Your task: The entries that follow should come back exactly, with no pictures among them.

========================

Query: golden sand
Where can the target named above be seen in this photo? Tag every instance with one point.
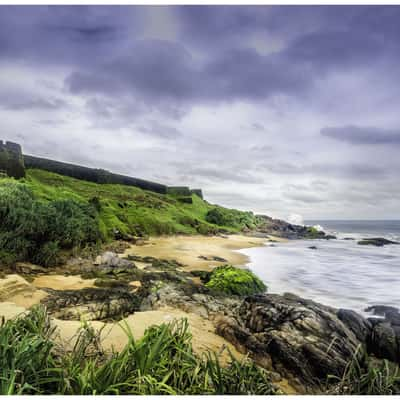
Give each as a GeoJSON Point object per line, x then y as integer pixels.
{"type": "Point", "coordinates": [187, 249]}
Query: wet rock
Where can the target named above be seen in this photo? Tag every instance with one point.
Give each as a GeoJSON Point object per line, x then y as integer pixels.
{"type": "Point", "coordinates": [277, 227]}
{"type": "Point", "coordinates": [29, 269]}
{"type": "Point", "coordinates": [300, 337]}
{"type": "Point", "coordinates": [385, 337]}
{"type": "Point", "coordinates": [379, 242]}
{"type": "Point", "coordinates": [384, 343]}
{"type": "Point", "coordinates": [360, 326]}
{"type": "Point", "coordinates": [213, 258]}
{"type": "Point", "coordinates": [191, 298]}
{"type": "Point", "coordinates": [92, 303]}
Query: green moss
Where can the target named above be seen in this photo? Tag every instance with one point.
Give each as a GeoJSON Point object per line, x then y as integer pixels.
{"type": "Point", "coordinates": [230, 280]}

========================

The completed task:
Query: golden sand
Where can the target named above be seen in this photo? Tag every instance with one point.
Give each as a GeoJSON Point object per line, x then y as integer pixels.
{"type": "Point", "coordinates": [187, 249]}
Query: wet rock
Where can the target named above be seen in this photo? Tag every instance with one point.
Give each as a GeoJSON Point object per line, x then y as integer pixels.
{"type": "Point", "coordinates": [277, 227]}
{"type": "Point", "coordinates": [29, 269]}
{"type": "Point", "coordinates": [300, 337]}
{"type": "Point", "coordinates": [385, 337]}
{"type": "Point", "coordinates": [379, 242]}
{"type": "Point", "coordinates": [384, 343]}
{"type": "Point", "coordinates": [360, 326]}
{"type": "Point", "coordinates": [213, 258]}
{"type": "Point", "coordinates": [191, 298]}
{"type": "Point", "coordinates": [92, 303]}
Query: green moss
Where can the target named above be seen in this photo? Tag every instance with one point.
Give each as a GeoJSON Point object per line, x then y as integer pixels.
{"type": "Point", "coordinates": [230, 280]}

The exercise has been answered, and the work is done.